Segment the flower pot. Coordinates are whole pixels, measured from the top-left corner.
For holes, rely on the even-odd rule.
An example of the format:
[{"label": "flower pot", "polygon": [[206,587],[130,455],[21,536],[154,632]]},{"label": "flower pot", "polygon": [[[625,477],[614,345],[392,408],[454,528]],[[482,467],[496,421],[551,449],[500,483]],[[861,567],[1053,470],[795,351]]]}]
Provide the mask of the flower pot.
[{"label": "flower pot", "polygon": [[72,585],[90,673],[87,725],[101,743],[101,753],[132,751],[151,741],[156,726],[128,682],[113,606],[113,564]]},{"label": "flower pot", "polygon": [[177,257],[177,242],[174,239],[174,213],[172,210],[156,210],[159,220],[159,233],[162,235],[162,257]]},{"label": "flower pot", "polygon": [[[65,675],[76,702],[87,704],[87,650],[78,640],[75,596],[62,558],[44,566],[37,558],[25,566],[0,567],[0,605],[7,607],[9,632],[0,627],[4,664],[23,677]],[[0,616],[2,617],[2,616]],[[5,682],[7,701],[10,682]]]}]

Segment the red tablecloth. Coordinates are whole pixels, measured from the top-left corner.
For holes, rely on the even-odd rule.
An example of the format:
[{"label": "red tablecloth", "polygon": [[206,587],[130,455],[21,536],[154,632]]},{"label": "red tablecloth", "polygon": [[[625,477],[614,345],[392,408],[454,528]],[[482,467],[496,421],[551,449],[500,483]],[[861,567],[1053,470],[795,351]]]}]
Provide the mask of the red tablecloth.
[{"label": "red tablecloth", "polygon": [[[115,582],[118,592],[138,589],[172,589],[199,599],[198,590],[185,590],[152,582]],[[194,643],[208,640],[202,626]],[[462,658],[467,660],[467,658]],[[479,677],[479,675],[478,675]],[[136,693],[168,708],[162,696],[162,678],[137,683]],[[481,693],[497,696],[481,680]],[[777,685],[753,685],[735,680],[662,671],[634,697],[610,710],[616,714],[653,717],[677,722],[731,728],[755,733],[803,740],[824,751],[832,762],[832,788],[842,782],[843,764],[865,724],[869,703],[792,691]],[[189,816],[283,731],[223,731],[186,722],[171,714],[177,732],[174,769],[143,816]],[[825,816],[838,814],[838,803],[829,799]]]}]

* Given exercise *
Find every line in the data above that contains the word "pixels" and copy each of those lines. Case counts.

* Answer to the exercise *
Segment the flower pot. Coordinates are whole pixels, measured from the top-left corner.
Segment the red tablecloth. Coordinates are whole pixels, measured from the top-left corner.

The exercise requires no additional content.